MATERIAL FOR THE TASK:
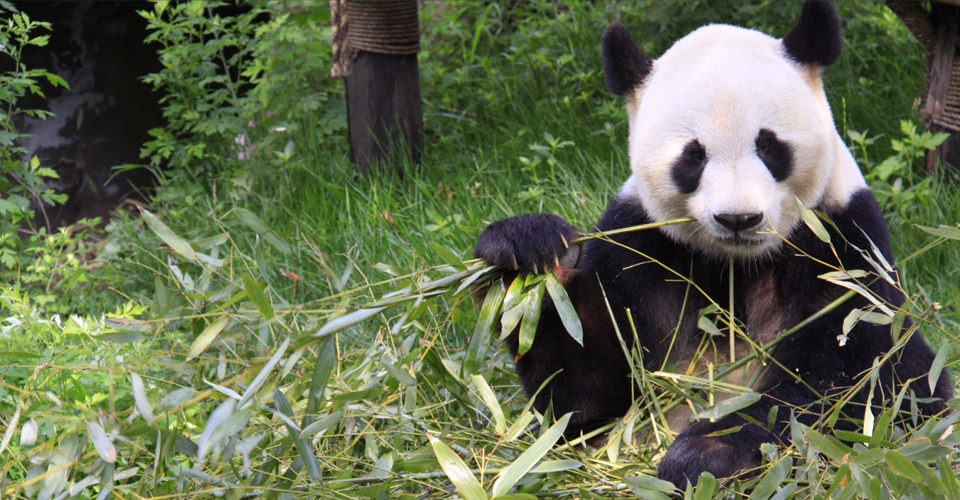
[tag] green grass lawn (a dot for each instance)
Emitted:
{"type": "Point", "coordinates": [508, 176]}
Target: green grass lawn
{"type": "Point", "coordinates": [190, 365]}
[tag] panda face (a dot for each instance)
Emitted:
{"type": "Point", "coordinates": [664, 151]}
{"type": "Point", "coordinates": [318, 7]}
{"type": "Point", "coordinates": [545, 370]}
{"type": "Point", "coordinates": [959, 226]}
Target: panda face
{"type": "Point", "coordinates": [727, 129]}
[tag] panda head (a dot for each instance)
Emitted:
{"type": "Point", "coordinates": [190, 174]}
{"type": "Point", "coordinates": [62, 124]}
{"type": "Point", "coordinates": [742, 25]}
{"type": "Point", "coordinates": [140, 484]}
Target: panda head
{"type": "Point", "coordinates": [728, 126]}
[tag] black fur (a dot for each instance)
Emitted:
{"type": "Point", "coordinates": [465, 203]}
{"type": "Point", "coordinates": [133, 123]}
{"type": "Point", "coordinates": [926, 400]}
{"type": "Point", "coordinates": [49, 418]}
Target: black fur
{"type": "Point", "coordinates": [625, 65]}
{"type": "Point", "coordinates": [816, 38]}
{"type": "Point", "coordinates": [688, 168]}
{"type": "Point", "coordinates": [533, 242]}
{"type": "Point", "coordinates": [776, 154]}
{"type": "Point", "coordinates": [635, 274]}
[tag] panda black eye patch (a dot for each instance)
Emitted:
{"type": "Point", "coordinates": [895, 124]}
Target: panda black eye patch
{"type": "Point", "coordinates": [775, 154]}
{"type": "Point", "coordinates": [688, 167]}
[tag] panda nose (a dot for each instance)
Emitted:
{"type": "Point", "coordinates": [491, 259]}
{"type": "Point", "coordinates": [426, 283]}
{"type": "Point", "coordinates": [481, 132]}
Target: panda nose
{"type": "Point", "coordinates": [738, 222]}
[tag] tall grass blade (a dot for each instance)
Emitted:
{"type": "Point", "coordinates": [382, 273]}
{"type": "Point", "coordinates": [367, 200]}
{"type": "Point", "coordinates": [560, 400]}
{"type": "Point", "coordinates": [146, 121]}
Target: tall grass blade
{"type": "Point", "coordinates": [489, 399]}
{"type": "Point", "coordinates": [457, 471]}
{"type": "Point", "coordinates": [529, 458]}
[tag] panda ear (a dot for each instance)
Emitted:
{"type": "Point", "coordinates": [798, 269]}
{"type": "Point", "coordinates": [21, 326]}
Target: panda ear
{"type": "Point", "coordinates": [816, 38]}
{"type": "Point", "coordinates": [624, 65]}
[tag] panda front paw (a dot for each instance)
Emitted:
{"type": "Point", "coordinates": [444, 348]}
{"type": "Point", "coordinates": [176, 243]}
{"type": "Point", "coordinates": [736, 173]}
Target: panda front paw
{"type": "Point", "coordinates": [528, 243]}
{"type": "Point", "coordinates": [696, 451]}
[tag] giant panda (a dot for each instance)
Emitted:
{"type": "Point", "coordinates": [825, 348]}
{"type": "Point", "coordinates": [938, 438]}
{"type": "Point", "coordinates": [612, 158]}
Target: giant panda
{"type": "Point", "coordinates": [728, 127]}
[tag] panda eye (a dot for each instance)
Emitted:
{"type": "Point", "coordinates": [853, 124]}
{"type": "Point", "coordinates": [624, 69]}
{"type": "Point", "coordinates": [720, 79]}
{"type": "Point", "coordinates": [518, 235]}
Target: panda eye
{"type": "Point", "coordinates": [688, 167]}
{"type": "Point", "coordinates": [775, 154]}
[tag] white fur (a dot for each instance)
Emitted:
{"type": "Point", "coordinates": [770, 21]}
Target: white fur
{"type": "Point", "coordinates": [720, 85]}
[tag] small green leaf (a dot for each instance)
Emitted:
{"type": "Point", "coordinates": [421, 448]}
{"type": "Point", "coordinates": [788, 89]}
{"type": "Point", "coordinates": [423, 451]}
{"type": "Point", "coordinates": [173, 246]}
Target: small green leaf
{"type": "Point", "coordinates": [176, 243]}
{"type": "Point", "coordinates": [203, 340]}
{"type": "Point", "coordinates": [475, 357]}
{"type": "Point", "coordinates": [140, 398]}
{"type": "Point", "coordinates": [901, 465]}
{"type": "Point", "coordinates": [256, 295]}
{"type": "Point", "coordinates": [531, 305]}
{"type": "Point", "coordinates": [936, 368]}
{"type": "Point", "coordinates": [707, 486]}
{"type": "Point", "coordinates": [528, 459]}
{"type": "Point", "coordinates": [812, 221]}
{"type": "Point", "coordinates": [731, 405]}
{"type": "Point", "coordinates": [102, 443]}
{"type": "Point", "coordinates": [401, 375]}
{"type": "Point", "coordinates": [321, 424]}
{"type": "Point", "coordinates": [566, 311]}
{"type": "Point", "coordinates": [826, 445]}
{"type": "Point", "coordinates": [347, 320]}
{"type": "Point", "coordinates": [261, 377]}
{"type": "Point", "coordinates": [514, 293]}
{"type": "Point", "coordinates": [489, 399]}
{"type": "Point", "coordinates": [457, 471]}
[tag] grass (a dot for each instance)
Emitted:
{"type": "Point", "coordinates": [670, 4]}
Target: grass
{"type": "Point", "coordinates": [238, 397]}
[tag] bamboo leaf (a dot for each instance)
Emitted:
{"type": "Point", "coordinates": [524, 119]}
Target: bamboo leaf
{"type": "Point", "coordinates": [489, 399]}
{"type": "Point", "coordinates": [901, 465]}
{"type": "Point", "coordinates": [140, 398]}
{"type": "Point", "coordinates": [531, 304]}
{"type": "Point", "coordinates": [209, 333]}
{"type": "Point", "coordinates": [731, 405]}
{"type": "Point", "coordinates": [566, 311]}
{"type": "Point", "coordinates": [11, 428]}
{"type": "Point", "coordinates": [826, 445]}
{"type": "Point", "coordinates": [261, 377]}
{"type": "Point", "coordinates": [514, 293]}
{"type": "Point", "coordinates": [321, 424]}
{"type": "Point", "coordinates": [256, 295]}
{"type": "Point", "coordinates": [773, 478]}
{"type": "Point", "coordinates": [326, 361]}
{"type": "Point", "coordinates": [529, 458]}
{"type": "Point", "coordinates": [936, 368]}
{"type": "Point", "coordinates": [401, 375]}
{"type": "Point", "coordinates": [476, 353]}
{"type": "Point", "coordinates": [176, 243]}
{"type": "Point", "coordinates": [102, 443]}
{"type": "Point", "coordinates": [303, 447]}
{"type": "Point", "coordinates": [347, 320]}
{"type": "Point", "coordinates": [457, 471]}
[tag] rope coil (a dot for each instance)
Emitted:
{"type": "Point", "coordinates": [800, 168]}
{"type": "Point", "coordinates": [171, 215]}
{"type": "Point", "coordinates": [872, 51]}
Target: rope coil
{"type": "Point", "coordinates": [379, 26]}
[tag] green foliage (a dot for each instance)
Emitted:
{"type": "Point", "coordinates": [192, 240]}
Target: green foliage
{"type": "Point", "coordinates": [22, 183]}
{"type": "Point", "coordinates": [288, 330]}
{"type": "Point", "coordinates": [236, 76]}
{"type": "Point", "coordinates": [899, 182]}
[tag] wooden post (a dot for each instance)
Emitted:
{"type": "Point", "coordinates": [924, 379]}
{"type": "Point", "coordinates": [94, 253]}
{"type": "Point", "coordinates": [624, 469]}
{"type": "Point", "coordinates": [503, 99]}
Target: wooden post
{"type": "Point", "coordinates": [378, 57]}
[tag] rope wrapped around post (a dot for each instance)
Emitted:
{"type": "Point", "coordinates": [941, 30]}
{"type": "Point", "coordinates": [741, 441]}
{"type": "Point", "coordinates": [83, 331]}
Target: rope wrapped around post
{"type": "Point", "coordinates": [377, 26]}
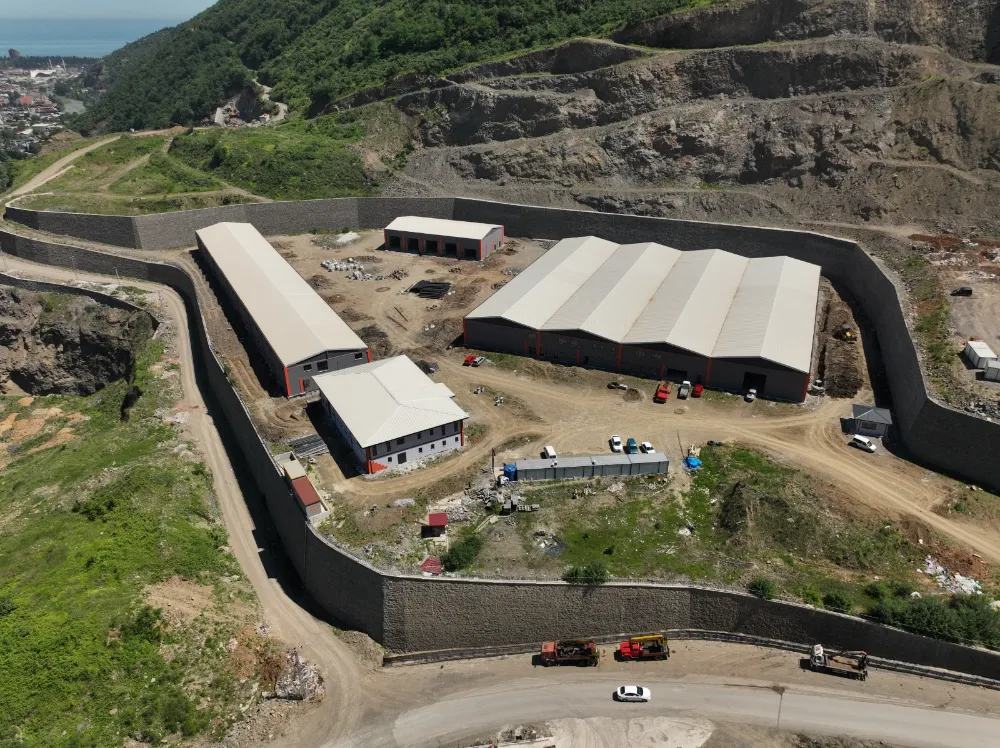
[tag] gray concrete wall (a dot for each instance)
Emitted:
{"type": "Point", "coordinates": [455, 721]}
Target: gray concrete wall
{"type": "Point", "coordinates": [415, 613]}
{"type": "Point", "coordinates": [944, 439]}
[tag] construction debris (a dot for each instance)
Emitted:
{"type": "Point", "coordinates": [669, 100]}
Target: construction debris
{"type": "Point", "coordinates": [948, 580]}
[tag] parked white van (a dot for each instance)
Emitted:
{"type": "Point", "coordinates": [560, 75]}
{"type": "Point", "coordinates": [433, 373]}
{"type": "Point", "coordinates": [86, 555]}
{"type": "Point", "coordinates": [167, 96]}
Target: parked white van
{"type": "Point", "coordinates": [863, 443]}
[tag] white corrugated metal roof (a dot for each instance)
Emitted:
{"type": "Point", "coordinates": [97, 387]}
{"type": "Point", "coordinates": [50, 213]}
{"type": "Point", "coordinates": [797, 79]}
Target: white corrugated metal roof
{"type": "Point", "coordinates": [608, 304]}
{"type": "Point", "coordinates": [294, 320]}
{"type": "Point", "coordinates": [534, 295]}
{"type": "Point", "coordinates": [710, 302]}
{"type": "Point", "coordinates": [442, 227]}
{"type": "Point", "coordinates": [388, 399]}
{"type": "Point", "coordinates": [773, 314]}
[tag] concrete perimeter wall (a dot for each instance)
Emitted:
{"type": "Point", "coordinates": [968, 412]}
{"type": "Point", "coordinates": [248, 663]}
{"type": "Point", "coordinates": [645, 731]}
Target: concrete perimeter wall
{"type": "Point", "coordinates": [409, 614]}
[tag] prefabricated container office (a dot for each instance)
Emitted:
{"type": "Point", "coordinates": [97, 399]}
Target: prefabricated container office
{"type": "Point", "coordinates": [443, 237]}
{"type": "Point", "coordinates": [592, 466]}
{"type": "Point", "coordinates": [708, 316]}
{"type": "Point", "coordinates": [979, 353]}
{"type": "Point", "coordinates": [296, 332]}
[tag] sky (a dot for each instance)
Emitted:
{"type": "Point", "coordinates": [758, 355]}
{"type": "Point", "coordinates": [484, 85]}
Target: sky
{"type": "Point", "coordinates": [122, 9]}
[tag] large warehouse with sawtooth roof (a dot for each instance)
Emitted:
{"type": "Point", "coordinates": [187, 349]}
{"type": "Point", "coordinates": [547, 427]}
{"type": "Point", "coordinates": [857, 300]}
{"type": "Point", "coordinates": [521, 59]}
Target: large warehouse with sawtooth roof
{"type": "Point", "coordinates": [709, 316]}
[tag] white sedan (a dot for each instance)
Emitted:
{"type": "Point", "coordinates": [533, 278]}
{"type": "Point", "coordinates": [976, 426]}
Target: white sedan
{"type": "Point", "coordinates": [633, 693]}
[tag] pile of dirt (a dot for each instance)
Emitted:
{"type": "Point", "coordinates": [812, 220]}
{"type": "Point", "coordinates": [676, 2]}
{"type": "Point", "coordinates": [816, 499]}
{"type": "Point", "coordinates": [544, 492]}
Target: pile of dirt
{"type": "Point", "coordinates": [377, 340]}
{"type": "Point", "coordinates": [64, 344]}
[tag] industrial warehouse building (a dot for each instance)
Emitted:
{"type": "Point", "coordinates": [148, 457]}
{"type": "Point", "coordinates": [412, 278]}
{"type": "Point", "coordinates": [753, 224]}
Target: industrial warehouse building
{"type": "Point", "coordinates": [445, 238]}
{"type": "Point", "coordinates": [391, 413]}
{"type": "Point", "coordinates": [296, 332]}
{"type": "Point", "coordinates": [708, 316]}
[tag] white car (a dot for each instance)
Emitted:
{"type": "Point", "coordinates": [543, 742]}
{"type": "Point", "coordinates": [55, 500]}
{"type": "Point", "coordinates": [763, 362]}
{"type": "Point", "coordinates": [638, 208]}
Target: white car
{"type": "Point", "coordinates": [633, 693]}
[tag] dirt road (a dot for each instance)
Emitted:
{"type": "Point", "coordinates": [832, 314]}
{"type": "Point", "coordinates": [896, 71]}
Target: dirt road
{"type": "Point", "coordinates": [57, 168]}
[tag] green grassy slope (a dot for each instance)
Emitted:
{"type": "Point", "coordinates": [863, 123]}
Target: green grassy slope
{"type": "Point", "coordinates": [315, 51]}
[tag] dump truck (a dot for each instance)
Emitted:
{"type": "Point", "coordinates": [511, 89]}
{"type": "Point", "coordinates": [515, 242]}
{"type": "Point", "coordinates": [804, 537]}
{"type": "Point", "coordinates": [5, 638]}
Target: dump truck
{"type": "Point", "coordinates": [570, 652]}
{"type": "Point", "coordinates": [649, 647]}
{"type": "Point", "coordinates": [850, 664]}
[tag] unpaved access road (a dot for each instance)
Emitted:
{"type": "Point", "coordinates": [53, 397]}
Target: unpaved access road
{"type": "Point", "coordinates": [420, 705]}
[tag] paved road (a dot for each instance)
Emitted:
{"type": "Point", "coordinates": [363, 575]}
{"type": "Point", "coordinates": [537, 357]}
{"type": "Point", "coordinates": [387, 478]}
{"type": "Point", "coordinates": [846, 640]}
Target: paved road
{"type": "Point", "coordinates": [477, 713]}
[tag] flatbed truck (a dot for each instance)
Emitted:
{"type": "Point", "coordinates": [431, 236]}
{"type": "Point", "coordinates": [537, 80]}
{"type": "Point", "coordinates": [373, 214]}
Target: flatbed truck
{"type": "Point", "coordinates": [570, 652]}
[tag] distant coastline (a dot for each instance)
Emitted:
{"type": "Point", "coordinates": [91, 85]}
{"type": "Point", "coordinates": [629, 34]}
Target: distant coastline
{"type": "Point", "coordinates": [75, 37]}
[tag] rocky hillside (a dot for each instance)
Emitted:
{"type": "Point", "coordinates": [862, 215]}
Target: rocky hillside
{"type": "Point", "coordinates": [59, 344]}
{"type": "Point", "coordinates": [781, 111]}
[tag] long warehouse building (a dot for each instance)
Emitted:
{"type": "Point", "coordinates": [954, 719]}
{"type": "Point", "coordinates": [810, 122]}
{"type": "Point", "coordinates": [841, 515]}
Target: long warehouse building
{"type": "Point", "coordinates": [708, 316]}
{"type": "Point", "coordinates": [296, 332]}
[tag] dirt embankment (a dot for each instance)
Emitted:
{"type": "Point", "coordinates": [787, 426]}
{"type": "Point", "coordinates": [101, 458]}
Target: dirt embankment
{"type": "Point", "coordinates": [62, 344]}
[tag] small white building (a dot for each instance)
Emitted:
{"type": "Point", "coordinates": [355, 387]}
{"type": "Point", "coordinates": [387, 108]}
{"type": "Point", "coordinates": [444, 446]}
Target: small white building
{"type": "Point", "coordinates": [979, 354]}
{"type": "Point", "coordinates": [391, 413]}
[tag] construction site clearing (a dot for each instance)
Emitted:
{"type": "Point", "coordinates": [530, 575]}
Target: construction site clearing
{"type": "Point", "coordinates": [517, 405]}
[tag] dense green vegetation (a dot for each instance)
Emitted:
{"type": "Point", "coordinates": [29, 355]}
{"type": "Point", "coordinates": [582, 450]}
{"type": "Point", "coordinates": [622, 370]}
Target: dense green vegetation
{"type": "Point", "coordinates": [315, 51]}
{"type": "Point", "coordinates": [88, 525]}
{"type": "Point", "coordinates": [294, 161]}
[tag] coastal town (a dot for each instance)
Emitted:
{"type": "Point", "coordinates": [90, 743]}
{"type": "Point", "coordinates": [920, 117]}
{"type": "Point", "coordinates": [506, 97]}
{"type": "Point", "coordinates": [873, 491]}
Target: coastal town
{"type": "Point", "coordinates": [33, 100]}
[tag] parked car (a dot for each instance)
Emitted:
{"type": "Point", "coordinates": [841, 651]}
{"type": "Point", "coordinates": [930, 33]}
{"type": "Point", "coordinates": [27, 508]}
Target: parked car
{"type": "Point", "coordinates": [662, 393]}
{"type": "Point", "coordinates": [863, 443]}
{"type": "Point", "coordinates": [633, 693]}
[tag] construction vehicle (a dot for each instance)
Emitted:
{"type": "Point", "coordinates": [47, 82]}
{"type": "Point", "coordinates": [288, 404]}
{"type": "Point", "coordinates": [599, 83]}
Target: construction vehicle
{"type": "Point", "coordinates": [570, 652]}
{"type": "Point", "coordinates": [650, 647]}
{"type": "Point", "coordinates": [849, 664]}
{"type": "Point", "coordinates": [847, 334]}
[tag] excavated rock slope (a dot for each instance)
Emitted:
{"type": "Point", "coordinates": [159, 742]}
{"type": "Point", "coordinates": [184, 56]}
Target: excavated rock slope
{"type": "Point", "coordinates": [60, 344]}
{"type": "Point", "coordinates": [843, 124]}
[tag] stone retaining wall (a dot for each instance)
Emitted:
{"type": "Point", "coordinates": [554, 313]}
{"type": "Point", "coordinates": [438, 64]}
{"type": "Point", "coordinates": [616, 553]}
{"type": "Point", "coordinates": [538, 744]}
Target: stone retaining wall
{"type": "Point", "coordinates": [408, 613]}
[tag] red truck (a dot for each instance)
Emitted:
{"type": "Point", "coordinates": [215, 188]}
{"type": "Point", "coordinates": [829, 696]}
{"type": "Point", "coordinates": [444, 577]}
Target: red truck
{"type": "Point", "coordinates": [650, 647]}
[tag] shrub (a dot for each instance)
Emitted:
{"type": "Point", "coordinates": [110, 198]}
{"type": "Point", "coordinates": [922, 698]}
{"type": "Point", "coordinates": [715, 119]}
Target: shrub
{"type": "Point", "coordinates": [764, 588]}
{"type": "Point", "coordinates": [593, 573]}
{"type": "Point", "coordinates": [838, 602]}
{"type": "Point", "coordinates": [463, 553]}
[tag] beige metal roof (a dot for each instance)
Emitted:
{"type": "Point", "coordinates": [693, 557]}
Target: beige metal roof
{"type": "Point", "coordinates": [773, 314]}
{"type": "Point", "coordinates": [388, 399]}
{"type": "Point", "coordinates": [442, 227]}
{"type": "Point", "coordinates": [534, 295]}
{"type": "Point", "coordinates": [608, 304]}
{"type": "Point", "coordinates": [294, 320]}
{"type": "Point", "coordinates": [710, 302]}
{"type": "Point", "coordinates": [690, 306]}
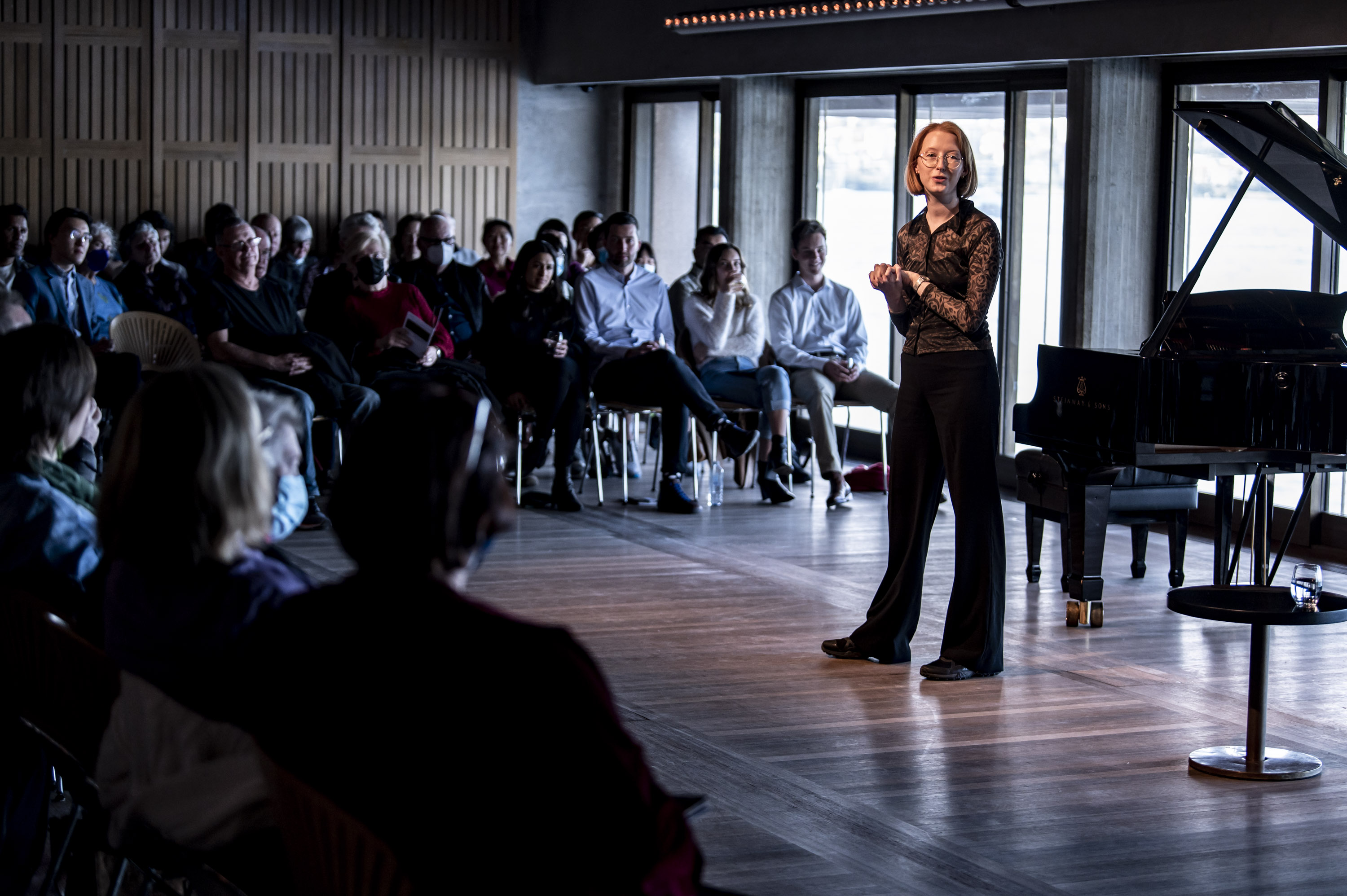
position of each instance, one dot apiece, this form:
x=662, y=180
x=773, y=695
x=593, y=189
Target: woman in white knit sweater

WRITTEN INSTRUCTION: Give again, unchanged, only the lines from the line containing "[tag] red truck (a dot for each instance)" to the last line of the records above. Pictures do not belong in the copy.

TASK RESPONSE:
[tag] red truck (a dot for each instance)
Emitted:
{"type": "Point", "coordinates": [215, 188]}
{"type": "Point", "coordinates": [829, 696]}
{"type": "Point", "coordinates": [444, 577]}
Target: red truck
{"type": "Point", "coordinates": [650, 647]}
[tag] shrub (a dot for each instance)
Emitted:
{"type": "Point", "coordinates": [110, 198]}
{"type": "Point", "coordinates": [922, 698]}
{"type": "Point", "coordinates": [715, 119]}
Target: shrub
{"type": "Point", "coordinates": [764, 588]}
{"type": "Point", "coordinates": [593, 573]}
{"type": "Point", "coordinates": [838, 602]}
{"type": "Point", "coordinates": [463, 553]}
[tag] beige metal roof (a dot for each instance)
Emitted:
{"type": "Point", "coordinates": [693, 557]}
Target: beige metal roof
{"type": "Point", "coordinates": [773, 314]}
{"type": "Point", "coordinates": [388, 399]}
{"type": "Point", "coordinates": [442, 227]}
{"type": "Point", "coordinates": [534, 295]}
{"type": "Point", "coordinates": [608, 304]}
{"type": "Point", "coordinates": [294, 320]}
{"type": "Point", "coordinates": [710, 302]}
{"type": "Point", "coordinates": [690, 306]}
position of each instance, one dot apiece, this form:
x=662, y=180
x=773, y=695
x=593, y=189
Target: woman in white knit sweater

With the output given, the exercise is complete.